■ **Excerpt provided**
2. Status Lifecycle#

An agent transitions through the following states:

                    ┌────────────────────────────────────────┐
                    │                                        │
  ┌─────────────┐   │  ┌──────────┐     ┌──────────────────┐ │
  │ registering │───┼─▸│  active   │────▸│    draining      │─┼──▸ deregistered
  └─────────────┘   │  └──────────┘     └──────────────────┘ │
                    │       │                    │            │
                    │       ▼                    │            │
                    │  ┌──────────┐              │            │
                    │  │unhealthy │──────────────┘            │
                    │  └──────────┘                           │
                    │       │                                 │
                    │       ▼                                 │
                    │  ┌──────────┐                           │
                    │  │   dead   │───────────────────────────┘
                    │  └──────────┘                           │
                    └────────────────────────────────────────┘

2.1 State Definitions#

State	Description
`registering`	Agent has sent a registration request. Transitions to `active` upon successful registration. This state is transient and exists only during the registration handshake.
`active`	Agent is healthy and accepting tasks. Heartbeats are arriving within the configured threshold.
`draining`	Agent has signaled intent to shut down. Not accepting new tasks. Finishing current work. Transitions to `deregistered` when all tasks complete or drain timeout expires.
`unhealthy`	Agent has missed heartbeats beyond `unhealthy_after_seconds`. The server emits a warning event but does not reassign tasks. If heartbeats resume, transitions back to `active`. If silence continues, transitions to `dead`.
`dead`	Agent has missed heartbeats beyond `dead_after_seconds`. All held leases are expired (Section 6). Tasks are eligible for reassignment. The agent record is retained for audit.
`deregistered`	Agent has completed a graceful drain or been explicitly deregistered. The agent record is retained for audit but the agent is no longer a participant.

2.2 Valid Transitions#

From	To	Trigger
`registering`	`active`	Registration accepted by server.

■ **Exercise 1**
From the status lifecycle excerpt, set down the passage that begins at the words "2.1 State Definitions#" and stops after "the registration handshake.".
■ **Exercise 2**
Answer these questions using the status lifecycle excerpt:
(a) When an agent enters the `unhealthy` state, what does the server emit, and what does it not do?
(b) What happens to an agent's held leases when it reaches the `dead` state?
(c) What triggers the transition from `registering` to `active`?

■ **Given records**
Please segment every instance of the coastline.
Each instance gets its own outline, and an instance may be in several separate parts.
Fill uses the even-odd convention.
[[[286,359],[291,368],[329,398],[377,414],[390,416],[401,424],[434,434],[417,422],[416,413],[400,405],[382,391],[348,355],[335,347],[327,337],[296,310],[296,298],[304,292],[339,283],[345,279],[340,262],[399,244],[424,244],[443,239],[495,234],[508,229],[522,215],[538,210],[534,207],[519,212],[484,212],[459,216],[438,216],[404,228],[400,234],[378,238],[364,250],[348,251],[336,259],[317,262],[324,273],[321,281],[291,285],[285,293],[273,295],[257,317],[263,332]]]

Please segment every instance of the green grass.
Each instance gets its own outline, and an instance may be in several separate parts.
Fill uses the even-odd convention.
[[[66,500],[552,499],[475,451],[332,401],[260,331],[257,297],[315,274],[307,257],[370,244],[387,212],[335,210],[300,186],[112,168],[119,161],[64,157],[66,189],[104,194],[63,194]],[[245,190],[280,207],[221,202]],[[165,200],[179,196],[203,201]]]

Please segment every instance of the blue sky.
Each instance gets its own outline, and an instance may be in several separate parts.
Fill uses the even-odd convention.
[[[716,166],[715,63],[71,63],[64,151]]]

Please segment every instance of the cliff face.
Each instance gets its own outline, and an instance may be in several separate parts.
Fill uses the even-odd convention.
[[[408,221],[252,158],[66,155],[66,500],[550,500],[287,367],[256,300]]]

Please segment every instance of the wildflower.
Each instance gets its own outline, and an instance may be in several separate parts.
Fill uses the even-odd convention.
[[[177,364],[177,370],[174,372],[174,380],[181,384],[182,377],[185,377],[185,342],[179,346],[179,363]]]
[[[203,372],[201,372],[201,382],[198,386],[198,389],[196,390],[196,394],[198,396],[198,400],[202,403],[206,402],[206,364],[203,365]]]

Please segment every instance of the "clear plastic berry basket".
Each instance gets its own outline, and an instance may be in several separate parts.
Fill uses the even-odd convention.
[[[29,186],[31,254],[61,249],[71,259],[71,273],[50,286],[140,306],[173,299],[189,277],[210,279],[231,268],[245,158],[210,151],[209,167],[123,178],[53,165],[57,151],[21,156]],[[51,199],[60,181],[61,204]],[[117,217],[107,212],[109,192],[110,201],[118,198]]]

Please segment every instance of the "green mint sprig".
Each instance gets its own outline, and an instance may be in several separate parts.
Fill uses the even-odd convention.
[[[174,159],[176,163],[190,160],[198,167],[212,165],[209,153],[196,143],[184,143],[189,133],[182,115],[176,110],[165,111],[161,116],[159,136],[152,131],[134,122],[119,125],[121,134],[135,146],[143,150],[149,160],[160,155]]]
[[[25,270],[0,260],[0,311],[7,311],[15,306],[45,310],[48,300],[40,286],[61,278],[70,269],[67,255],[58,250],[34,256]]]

■ **Full output 1**
2.1 State Definitions#

State	Description
`registering`	Agent has sent a registration request. Transitions to `active` upon successful registration. This state is transient and exists only during the registration handshake.

■ **Full output 2**
(a) The server emits a warning event but does not reassign tasks.
(b) All held leases are expired.
(c) The server accepts the registration.